> [Required action]:
The full listing should be duplicated word for word.

> [Records to use]:
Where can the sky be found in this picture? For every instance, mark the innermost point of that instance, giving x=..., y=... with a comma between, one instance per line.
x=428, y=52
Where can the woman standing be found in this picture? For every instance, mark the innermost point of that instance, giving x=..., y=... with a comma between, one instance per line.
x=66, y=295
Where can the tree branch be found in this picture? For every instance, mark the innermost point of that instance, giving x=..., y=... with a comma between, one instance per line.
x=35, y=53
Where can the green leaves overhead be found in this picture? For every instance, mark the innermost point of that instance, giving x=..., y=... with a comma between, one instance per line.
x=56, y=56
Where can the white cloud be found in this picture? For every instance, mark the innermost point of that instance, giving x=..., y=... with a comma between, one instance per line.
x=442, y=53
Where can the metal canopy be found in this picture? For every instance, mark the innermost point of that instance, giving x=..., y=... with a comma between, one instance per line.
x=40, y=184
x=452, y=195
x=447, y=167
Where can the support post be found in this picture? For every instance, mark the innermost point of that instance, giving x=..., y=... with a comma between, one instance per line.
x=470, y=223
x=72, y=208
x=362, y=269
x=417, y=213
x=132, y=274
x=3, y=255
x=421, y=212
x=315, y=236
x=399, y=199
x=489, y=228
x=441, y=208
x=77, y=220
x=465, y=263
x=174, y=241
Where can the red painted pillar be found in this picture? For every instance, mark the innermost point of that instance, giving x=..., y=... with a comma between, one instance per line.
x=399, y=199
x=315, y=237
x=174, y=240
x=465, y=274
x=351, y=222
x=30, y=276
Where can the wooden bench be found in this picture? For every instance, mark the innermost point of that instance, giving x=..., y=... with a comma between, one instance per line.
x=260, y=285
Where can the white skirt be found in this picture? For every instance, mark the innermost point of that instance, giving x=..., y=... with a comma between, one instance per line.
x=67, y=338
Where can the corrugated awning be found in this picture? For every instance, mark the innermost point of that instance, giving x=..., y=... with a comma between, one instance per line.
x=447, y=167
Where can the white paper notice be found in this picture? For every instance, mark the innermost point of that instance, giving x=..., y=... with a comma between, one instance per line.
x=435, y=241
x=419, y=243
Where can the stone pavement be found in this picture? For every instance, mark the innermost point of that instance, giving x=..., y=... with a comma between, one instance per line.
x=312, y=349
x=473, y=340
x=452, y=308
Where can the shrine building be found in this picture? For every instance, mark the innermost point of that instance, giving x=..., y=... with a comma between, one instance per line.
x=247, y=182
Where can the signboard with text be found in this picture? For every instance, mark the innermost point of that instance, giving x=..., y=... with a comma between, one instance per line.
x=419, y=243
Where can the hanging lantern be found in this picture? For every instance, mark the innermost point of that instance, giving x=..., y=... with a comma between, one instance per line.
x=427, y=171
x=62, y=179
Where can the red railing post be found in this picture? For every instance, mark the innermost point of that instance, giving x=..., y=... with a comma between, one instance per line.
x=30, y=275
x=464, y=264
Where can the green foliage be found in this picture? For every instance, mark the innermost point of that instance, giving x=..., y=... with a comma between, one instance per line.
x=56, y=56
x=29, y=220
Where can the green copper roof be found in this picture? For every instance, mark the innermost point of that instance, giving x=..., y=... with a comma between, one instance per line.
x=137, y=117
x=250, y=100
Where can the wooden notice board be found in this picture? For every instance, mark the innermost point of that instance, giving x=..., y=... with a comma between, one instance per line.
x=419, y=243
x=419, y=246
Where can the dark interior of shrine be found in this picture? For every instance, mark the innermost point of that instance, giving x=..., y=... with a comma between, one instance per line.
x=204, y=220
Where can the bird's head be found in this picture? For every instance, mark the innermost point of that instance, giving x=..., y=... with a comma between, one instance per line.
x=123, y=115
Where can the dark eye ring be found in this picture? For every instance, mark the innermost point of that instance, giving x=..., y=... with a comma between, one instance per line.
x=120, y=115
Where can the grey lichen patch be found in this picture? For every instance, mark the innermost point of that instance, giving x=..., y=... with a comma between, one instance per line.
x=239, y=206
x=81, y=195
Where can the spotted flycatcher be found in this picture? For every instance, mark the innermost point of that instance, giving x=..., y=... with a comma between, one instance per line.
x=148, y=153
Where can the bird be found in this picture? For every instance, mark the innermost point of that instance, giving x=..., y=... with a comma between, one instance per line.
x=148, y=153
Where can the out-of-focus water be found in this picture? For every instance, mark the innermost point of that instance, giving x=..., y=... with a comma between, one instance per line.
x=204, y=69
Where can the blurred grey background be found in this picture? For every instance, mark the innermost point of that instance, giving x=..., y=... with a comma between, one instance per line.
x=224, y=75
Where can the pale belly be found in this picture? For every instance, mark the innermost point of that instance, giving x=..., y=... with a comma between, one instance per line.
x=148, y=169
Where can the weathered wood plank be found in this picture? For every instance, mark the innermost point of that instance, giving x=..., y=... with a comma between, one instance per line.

> [Answer section]:
Where can the sky be found in this picture? For every instance, mark the innermost point of that instance, giving x=..., y=... with a comma between, one instance per line.
x=428, y=52
Where can the woman standing be found in this picture? For every instance, mark the innermost point of that instance, giving x=..., y=... with a comma between, one instance per line.
x=66, y=295
Where can the tree branch be found in this picture? For every instance, mark the innermost point of that instance, giving x=..., y=... with a comma between, one instance per line.
x=35, y=53
Where can the green leaves overhead be found in this picture? For every instance, mark the innermost point of that instance, giving x=..., y=... with a comma between, one instance per line.
x=56, y=56
Where can the white cloud be found in this picture? For every instance, mark the innermost point of that instance, giving x=..., y=... with a comma between, one instance per line.
x=442, y=53
Where can the metal canopy be found in this picture? For every instance, mark the innermost point of that instance, giving x=..., y=... with a comma between, one instance per line.
x=40, y=184
x=452, y=195
x=447, y=167
Where can the support post be found in this picture? For every instance, mark the innermost point of that instance, giving x=..., y=... with a comma between, one instance per line.
x=470, y=223
x=72, y=208
x=362, y=269
x=417, y=213
x=132, y=274
x=3, y=255
x=421, y=212
x=315, y=236
x=399, y=199
x=489, y=228
x=441, y=208
x=77, y=220
x=465, y=263
x=174, y=241
Where can the red painted pillar be found in this picture? For every instance, mark the innermost point of that instance, giving x=..., y=... with a comma between, one instance per line.
x=399, y=199
x=315, y=237
x=174, y=240
x=465, y=274
x=351, y=222
x=30, y=276
Where can the wooden bench be found in this picture? For every instance, mark the innermost point of that instance, giving x=..., y=... with a comma between, one instance per line.
x=260, y=285
Where can the white skirt be found in this picture? For every instance, mark the innermost point of that instance, giving x=..., y=... with a comma between, one instance per line.
x=67, y=338
Where can the corrugated awning be found in this picture? For every instance, mark the innermost point of that instance, giving x=..., y=... with a comma between, one instance per line.
x=447, y=167
Where can the white paper notice be found in this picture? For every instance, mark the innermost point of that instance, giving x=..., y=... with a comma between, one instance per line.
x=435, y=241
x=419, y=243
Where can the stone pavement be found in this picture? For every instance, mark the innermost point of that instance, giving x=..., y=... with a comma between, one instance per line.
x=312, y=349
x=473, y=340
x=452, y=308
Where can the shrine building be found in this picture? For every instance, mark the innermost point of that instance, giving x=..., y=... with a comma between, one instance per line.
x=247, y=182
Where can the signboard with text be found in this picture? For every instance, mark the innermost point of that instance, giving x=..., y=... with a comma between, one instance per line.
x=419, y=243
Where can the hanging lantern be found in this picture? For every instance, mark the innermost point of that instance, giving x=..., y=... with a comma between, one instance per line.
x=427, y=171
x=62, y=179
Where can the red railing post be found in this picture? For every instance, mark the innermost point of that instance, giving x=..., y=... with a comma between, one instance per line.
x=30, y=275
x=464, y=264
Where can the green foliage be found in this picture? For every instance, mark the innermost point of that instance, giving x=..., y=... with a comma between, one instance per line.
x=56, y=56
x=29, y=220
Where can the green copper roof be found in this picture? For every instance, mark the innermost point of that instance, giving x=..., y=... with a comma between, one instance per line.
x=137, y=117
x=250, y=100
Where can the wooden notice board be found in this picture? For every instance, mark the innermost point of that instance, giving x=..., y=... with a comma between, one instance per line.
x=419, y=243
x=419, y=246
Where can the dark interior of shrine be found in this picture? For every instance, mark the innermost point of that instance, giving x=..., y=... with a comma between, one instance per line.
x=204, y=220
Where can the bird's head be found in this picture? For every instance, mark the innermost point of that instance, giving x=..., y=... with a comma between, one instance per line.
x=123, y=115
Where can the dark eye ring be found in this picture? For every instance, mark the innermost point of that instance, giving x=..., y=... with a comma between, one instance per line.
x=120, y=115
Where can the grey lichen patch be found in this picture? For every instance, mark the innermost point of that instance, giving x=..., y=... with a comma between, one instance per line.
x=239, y=206
x=81, y=195
Where can the spotted flycatcher be found in this picture? For every instance, mark the innermost point of that instance, giving x=..., y=... with a comma between, one instance per line.
x=148, y=153
Where can the bird be found in this picture? For every instance, mark the innermost point of that instance, giving x=..., y=... with a comma between, one instance per line.
x=148, y=153
Where can the out-of-focus water be found in this picture? For every instance, mark the innermost point of that instance, giving x=..., y=... with a comma between, one instance per line.
x=204, y=69
Where can the blurred grey background be found in this picture? For every instance, mark the innermost point of that instance, giving x=..., y=... with a comma between, one instance per line.
x=224, y=75
Where can the pale belly be found in this picture? For every instance, mark the innermost point of that instance, giving x=..., y=... with a comma between, one instance per line.
x=148, y=169
Where can the weathered wood plank be found in this picture? For every instance, mark the innermost point of that instance, giving x=..., y=... with a comma between, one instance per line.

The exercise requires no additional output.